Where a line of the entries holds the string "object", copy that line.

(Beginning of INPUT RECORDS)

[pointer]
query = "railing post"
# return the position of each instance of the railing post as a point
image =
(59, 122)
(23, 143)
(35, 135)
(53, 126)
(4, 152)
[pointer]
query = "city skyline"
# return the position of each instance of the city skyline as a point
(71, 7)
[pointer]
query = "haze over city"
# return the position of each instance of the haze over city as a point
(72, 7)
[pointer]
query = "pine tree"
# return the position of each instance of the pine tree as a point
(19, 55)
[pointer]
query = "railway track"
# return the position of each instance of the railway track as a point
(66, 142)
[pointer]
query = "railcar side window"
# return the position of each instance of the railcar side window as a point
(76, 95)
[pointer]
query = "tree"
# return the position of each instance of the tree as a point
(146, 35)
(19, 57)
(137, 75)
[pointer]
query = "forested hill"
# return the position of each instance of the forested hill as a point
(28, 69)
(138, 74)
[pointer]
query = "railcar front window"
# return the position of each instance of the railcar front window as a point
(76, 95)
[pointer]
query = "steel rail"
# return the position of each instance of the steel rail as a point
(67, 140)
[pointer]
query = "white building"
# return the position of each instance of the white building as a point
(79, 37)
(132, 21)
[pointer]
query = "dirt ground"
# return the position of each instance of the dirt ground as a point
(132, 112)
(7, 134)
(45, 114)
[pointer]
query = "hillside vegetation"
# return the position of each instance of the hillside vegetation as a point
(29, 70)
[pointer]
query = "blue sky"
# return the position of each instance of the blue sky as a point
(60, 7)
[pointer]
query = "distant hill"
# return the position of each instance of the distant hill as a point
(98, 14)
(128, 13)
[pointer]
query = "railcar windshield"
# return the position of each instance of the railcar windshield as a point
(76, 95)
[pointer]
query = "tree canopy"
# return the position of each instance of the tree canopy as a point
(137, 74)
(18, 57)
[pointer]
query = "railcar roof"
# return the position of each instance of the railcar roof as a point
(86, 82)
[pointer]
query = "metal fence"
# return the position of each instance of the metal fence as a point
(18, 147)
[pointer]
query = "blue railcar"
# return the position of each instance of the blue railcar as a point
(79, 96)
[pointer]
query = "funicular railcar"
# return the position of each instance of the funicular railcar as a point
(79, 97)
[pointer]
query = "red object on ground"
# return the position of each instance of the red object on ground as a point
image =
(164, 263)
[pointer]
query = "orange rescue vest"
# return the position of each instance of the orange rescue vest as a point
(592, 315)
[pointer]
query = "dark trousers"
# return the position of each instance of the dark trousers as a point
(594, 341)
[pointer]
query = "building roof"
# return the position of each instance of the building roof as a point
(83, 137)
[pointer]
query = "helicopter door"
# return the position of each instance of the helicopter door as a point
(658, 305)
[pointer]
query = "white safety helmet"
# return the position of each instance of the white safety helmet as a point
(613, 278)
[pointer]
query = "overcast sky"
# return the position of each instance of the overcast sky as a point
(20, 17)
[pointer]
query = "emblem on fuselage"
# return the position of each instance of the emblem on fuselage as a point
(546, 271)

(End of INPUT RECORDS)

• **WRITTEN ANSWER**
query = "red object on ground"
# return the position of each instance of the red object on ground as a point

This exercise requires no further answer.